EXCERPT —

# # # # #

Number of sequences that contain a given "run"

Question

Consider sequences of numbers 0, 1, 2 with length n. There are $3^n$ such sequences.

I want to know how many sequences there are that contain a k-run of 1's followed by 2. As a regular expression:

(^|.*[^1])[1]{k}[2].*

Even better would be to know the number of sequences that contain a maximal k-run of 1's followed by 2 i.e. that contain no other K-run with K > k.

Let $\#(k)$ be the number of sequences that contain a maximal k-run of 1's followed by 2.

These are obvious conditions, #(k) must fulfil:

1. $\#(n-1) = 1$

2. $\sum_{k = 0..n-1} \#(k)= 3^n$

I am looking for a closed form for $\#(k)$. If this is too hard to achieve, I would be happy with a closed form for the number of sequences that contain an arbitrary (not necessarily maximal) k-run of 1's followed by 2.

Answer 1

This is a just a partial answer, but there was not enough space in a comment.

The problem seems not so easy. It is easy to see that the number of sequences of length $n$ that do contain "$12$" are $$ 3^n - F_{2n+2}\, $$ where $F_k$ denotes the $k$-th Fibonacci number.

# # # # #

Repeat the sequence-run thread word for word from "Number of sequences that contain a given" to "with K > k.". The material that comes next has nothing to do with the sequence-run thread.

# # # # #

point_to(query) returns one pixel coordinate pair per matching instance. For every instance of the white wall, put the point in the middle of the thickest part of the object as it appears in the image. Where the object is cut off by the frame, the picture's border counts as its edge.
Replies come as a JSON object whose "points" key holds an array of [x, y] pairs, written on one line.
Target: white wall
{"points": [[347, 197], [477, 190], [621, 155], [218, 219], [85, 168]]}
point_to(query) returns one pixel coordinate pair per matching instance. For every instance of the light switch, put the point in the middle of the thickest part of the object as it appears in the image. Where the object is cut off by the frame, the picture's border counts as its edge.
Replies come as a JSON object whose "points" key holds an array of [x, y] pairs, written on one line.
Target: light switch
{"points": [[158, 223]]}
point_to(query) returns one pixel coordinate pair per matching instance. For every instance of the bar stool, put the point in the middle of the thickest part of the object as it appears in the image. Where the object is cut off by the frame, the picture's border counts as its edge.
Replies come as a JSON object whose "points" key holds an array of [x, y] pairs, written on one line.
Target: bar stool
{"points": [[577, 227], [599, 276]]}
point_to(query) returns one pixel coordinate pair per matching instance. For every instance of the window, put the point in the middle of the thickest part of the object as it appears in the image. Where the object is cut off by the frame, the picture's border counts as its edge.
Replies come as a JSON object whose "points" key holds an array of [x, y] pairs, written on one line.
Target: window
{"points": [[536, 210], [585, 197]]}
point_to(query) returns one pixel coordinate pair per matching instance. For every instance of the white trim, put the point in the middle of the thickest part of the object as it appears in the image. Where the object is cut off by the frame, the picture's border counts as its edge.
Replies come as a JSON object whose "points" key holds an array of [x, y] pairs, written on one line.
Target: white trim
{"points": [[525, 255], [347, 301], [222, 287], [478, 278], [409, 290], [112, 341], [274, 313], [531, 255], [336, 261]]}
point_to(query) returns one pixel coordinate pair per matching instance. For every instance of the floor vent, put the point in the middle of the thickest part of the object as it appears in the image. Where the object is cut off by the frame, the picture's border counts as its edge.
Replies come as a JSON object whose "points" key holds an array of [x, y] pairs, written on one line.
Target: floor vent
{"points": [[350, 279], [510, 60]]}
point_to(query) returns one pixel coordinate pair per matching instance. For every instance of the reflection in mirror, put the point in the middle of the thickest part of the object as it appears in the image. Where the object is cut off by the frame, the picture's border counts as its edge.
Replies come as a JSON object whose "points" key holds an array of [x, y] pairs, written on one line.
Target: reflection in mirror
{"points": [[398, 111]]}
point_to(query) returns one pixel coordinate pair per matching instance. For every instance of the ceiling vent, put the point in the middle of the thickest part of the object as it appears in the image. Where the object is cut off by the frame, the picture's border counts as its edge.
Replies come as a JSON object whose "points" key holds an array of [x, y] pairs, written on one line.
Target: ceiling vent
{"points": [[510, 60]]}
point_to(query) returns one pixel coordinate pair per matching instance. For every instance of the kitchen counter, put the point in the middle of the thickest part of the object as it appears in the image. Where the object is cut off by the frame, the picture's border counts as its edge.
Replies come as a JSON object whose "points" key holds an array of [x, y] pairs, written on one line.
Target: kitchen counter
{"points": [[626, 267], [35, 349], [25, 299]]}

# # # # #

ANSWER TO THIS EXERCISE —
Number of sequences that contain a given "run"

Question

Consider sequences of numbers 0, 1, 2 with length n. There are $3^n$ such sequences.

I want to know how many sequences there are that contain a k-run of 1's followed by 2. As a regular expression:

(^|.*[^1])[1]{k}[2].*

Even better would be to know the number of sequences that contain a maximal k-run of 1's followed by 2 i.e. that contain no other K-run with K > k.